- Passage for review:
[Start of Attachment]
In return, these student athletes get free or heavily reduced tuition to some of the best schools in the country, along with great medical care, meals, housing and access to the best training facilities known to man. Now, some prominent people, such as Ohio State University Athletic Director Gene Smith, are saying it's not enough. In an interview with USA Today, Smith said athletes could use extra money for clothing, gas money, furnishing apartments and "simply going out." Another advocate of paying student athletes is ESPN analyst and former college basketball star Jalen Rose, who wrote an article for the Huffington Post last month contending that collegiate athletes should be given a stipend of $2,000 per semester to keep up with the cost of living.

It sounds fair enough when one considers how much revenue college athletics bring in for these schools, but is it ethical to pay college athletes for an extracurricular activity that should come after schoolwork? The line between professional and collegiate athletes is becoming incredibly blurred by institutions which, at least nominally, put academic excellence first on their list of priorities. At the University of Georgia 73.5 percent of athletes were special admits, meaning they did not meet the traditional academic requirements for enrollment at the school, compared to a mere 6.6 percent among the general student population, according to a study at the Atlanta Journal-Constitution. That same study found that D1 colleges with the highest admission standards, such as Georgia Tech and UCLA, had the biggest gaps between SAT averages for athletes and the rest of the student body.

I'm not implying athletes are stupid. Some of the smartest people I've known have been athletically talented, but scholarships should be given to scholars, not people biding their time until they are drafted into the pros. There needs to be stricter academic standards for athletes to compete. Many of these athletes need to stop taking for granted their admission into some of the best universities in the country because the reality is many of them won't go pro. Then, they'll be stuck with a degree in some blow-off major, unable to succeed in the world outside sports.
[End of Attachment]
- Recorded information:
[Start of Attachment]
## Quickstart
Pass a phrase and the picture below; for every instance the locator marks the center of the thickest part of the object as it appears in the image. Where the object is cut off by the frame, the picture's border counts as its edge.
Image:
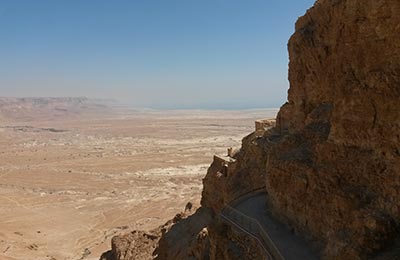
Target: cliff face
(335, 172)
(331, 166)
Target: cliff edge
(330, 168)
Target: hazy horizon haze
(161, 54)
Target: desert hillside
(74, 173)
(324, 183)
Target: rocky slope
(331, 166)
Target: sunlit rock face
(331, 165)
(335, 172)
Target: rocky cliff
(331, 165)
(339, 150)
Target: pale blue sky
(149, 53)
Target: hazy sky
(153, 53)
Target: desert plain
(70, 181)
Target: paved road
(290, 246)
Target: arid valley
(73, 174)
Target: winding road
(250, 215)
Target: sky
(225, 54)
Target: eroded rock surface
(335, 173)
(331, 166)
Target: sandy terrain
(68, 185)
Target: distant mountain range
(51, 108)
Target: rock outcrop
(331, 165)
(335, 172)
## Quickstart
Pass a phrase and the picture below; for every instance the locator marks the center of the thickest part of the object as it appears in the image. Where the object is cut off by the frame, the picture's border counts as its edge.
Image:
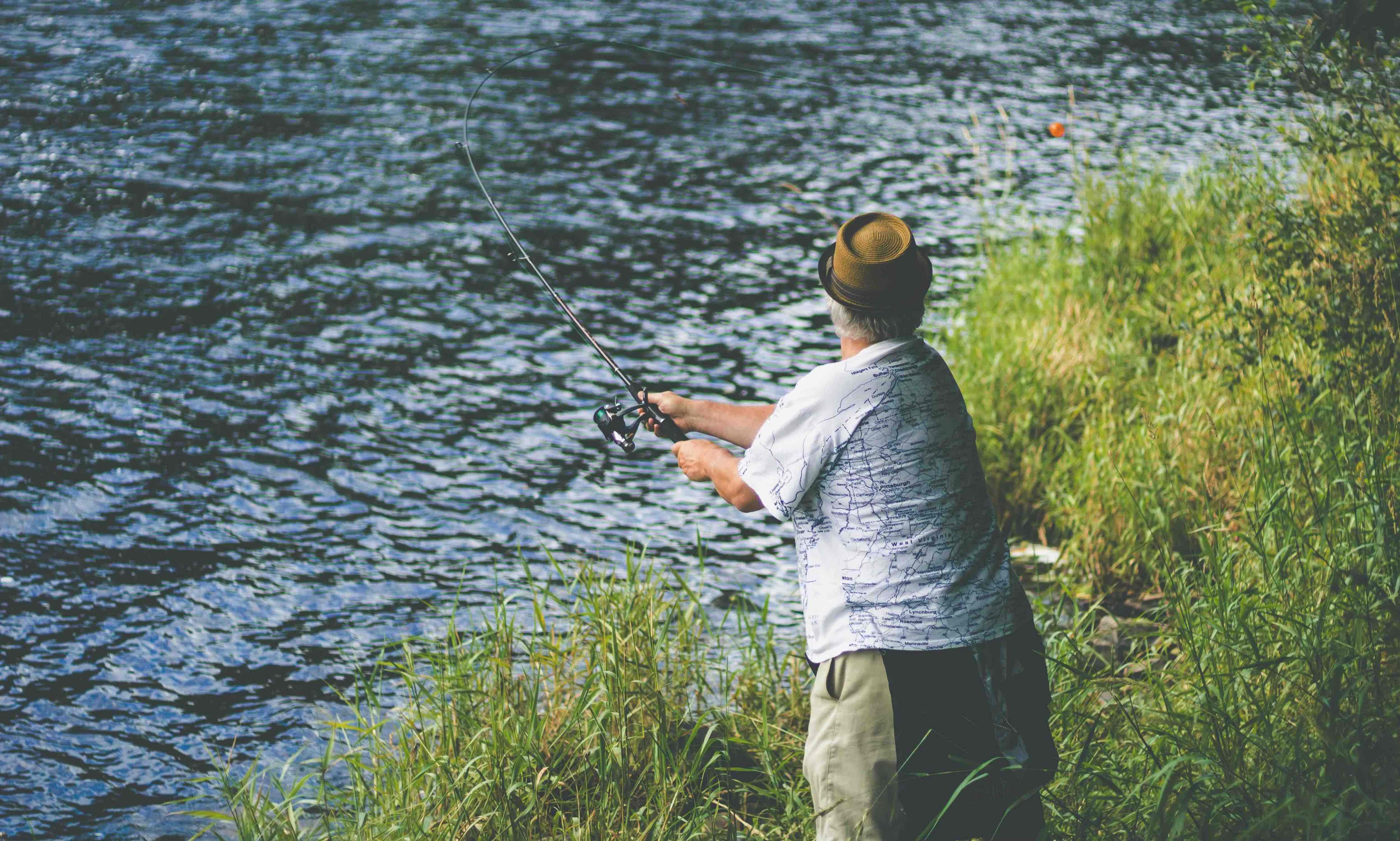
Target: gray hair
(874, 327)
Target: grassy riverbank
(1217, 458)
(1196, 399)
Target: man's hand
(671, 404)
(724, 421)
(703, 460)
(696, 459)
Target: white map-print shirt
(874, 459)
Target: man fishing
(930, 673)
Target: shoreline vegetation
(1195, 400)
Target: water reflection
(271, 385)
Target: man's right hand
(671, 404)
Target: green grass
(1196, 397)
(625, 718)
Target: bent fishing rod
(612, 420)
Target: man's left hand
(695, 458)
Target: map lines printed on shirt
(875, 462)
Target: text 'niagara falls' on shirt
(874, 459)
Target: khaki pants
(850, 757)
(936, 745)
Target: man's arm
(729, 422)
(703, 460)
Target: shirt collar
(882, 350)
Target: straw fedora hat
(875, 265)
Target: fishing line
(612, 418)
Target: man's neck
(853, 347)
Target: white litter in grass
(1037, 554)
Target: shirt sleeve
(790, 450)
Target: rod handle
(668, 428)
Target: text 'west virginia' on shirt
(874, 459)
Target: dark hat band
(866, 301)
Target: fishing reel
(612, 422)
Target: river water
(272, 390)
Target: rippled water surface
(272, 389)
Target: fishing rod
(612, 418)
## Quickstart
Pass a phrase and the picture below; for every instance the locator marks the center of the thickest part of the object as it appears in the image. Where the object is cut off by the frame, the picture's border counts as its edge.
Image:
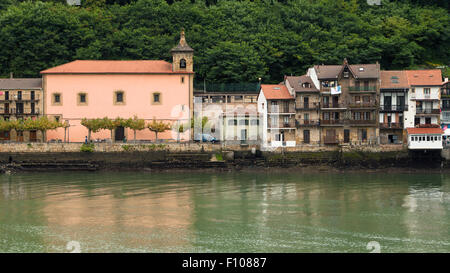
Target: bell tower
(182, 56)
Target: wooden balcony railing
(363, 121)
(306, 123)
(393, 107)
(361, 88)
(391, 125)
(362, 105)
(428, 111)
(331, 121)
(332, 105)
(330, 140)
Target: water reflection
(235, 212)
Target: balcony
(368, 122)
(306, 123)
(422, 111)
(391, 125)
(13, 111)
(331, 122)
(333, 106)
(366, 89)
(276, 109)
(279, 124)
(25, 97)
(330, 140)
(363, 105)
(393, 108)
(307, 106)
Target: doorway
(119, 134)
(346, 135)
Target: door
(306, 102)
(244, 135)
(401, 103)
(387, 103)
(119, 134)
(306, 136)
(346, 135)
(33, 136)
(19, 136)
(335, 101)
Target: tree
(158, 127)
(93, 125)
(135, 124)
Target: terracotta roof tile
(394, 79)
(19, 83)
(276, 92)
(424, 131)
(297, 83)
(362, 71)
(424, 77)
(112, 67)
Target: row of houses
(329, 105)
(341, 104)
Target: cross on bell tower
(182, 56)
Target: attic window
(182, 63)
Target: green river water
(224, 212)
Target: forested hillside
(234, 41)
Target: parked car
(205, 138)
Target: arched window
(182, 63)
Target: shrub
(88, 148)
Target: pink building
(96, 89)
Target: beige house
(307, 106)
(349, 102)
(277, 107)
(20, 99)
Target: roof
(113, 67)
(297, 83)
(276, 92)
(18, 83)
(424, 77)
(393, 79)
(415, 131)
(363, 71)
(182, 45)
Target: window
(182, 63)
(119, 98)
(243, 122)
(82, 99)
(156, 98)
(56, 99)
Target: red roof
(438, 131)
(113, 67)
(424, 77)
(276, 92)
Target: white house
(277, 108)
(424, 96)
(424, 138)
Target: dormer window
(182, 63)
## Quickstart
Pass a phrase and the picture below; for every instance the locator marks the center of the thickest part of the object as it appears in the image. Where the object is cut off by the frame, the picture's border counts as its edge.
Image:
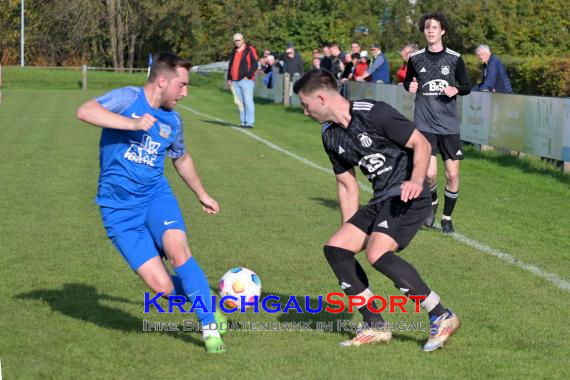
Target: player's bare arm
(348, 194)
(422, 150)
(186, 169)
(94, 113)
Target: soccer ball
(239, 282)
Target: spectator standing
(362, 66)
(379, 70)
(326, 60)
(495, 78)
(437, 75)
(405, 54)
(241, 72)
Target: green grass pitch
(71, 308)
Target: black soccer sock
(434, 198)
(449, 205)
(408, 280)
(352, 279)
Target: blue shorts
(137, 232)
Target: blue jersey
(132, 162)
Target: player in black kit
(394, 156)
(437, 74)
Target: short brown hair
(318, 79)
(166, 62)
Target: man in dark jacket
(292, 61)
(241, 72)
(495, 78)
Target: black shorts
(393, 217)
(448, 146)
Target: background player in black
(394, 156)
(437, 74)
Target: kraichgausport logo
(273, 304)
(434, 87)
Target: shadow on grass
(219, 123)
(82, 302)
(525, 165)
(338, 323)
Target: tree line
(121, 33)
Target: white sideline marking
(551, 277)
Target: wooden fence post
(84, 78)
(286, 86)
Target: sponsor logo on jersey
(144, 152)
(165, 130)
(365, 140)
(434, 87)
(372, 164)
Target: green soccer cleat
(222, 322)
(368, 336)
(441, 329)
(214, 345)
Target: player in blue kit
(139, 211)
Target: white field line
(551, 277)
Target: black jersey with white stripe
(434, 111)
(374, 140)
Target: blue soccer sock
(178, 288)
(193, 283)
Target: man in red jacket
(241, 73)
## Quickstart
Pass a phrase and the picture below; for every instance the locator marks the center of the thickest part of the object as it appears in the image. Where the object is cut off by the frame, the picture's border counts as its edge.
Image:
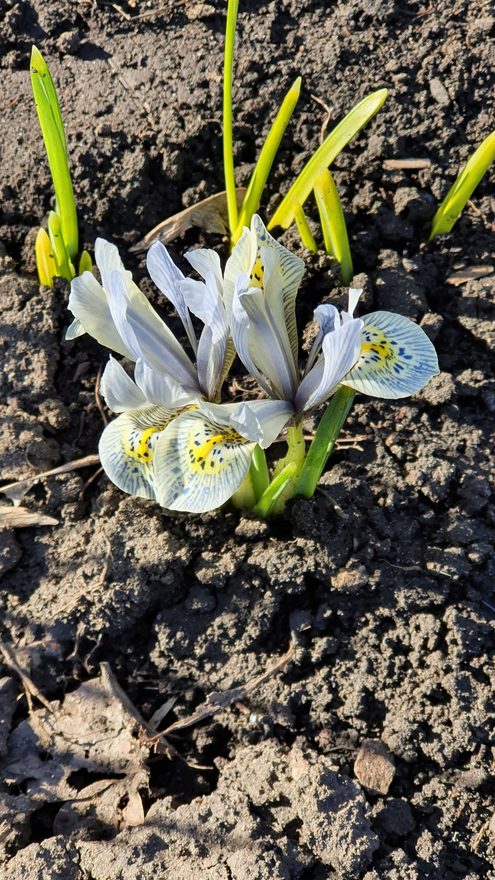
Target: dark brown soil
(384, 580)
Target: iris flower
(381, 354)
(171, 441)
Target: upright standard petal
(119, 390)
(327, 317)
(397, 358)
(160, 389)
(199, 463)
(88, 303)
(340, 351)
(168, 277)
(205, 261)
(145, 334)
(259, 420)
(127, 448)
(267, 342)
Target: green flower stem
(259, 472)
(324, 440)
(268, 501)
(228, 148)
(296, 454)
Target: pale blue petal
(88, 303)
(205, 301)
(397, 358)
(240, 329)
(204, 261)
(74, 330)
(211, 362)
(340, 351)
(258, 420)
(168, 277)
(146, 335)
(119, 390)
(127, 448)
(108, 260)
(327, 317)
(199, 463)
(161, 389)
(239, 263)
(268, 343)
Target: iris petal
(397, 358)
(199, 463)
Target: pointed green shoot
(324, 440)
(52, 130)
(333, 224)
(228, 144)
(85, 263)
(260, 477)
(276, 488)
(333, 144)
(462, 190)
(64, 265)
(305, 233)
(45, 259)
(266, 158)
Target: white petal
(397, 358)
(258, 420)
(205, 301)
(108, 260)
(240, 329)
(240, 262)
(119, 390)
(199, 463)
(74, 330)
(340, 351)
(88, 303)
(146, 335)
(327, 317)
(127, 447)
(268, 343)
(287, 277)
(160, 389)
(204, 261)
(168, 277)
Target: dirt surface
(383, 582)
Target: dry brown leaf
(209, 214)
(15, 491)
(21, 517)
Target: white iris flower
(169, 442)
(382, 354)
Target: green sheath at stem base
(324, 440)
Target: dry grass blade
(30, 689)
(406, 164)
(220, 700)
(16, 490)
(21, 517)
(471, 273)
(210, 215)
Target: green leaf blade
(333, 224)
(455, 201)
(228, 144)
(333, 144)
(324, 440)
(266, 158)
(52, 129)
[End of Attachment]
- Questions on the material:
1 - Translate this sentence from the passage on paying college athletes into Spanish: "There needs to be stricter academic standards for athletes to compete."
2 - Please reproduce everything in the passage on paying college athletes from "It sounds fair" down to "the student body.".
The records are separate material and have no connection to the passage on paying college athletes.

- Expected responses:
1 - Es necesario que haya estándares académicos más estrictos para que los atletas compitan.

2 -
It sounds fair enough when one considers how much revenue college athletics bring in for these schools, but is it ethical to pay college athletes for an extracurricular activity that should come after schoolwork? The line between professional and collegiate athletes is becoming incredibly blurred by institutions which, at least nominally, put academic excellence first on their list of priorities. At the University of Georgia 73.5 percent of athletes were special admits, meaning they did not meet the traditional academic requirements for enrollment at the school, compared to a mere 6.6 percent among the general student population, according to a study at the Atlanta Journal-Constitution. That same study found that D1 colleges with the highest admission standards, such as Georgia Tech and UCLA, had the biggest gaps between SAT averages for athletes and the rest of the student body.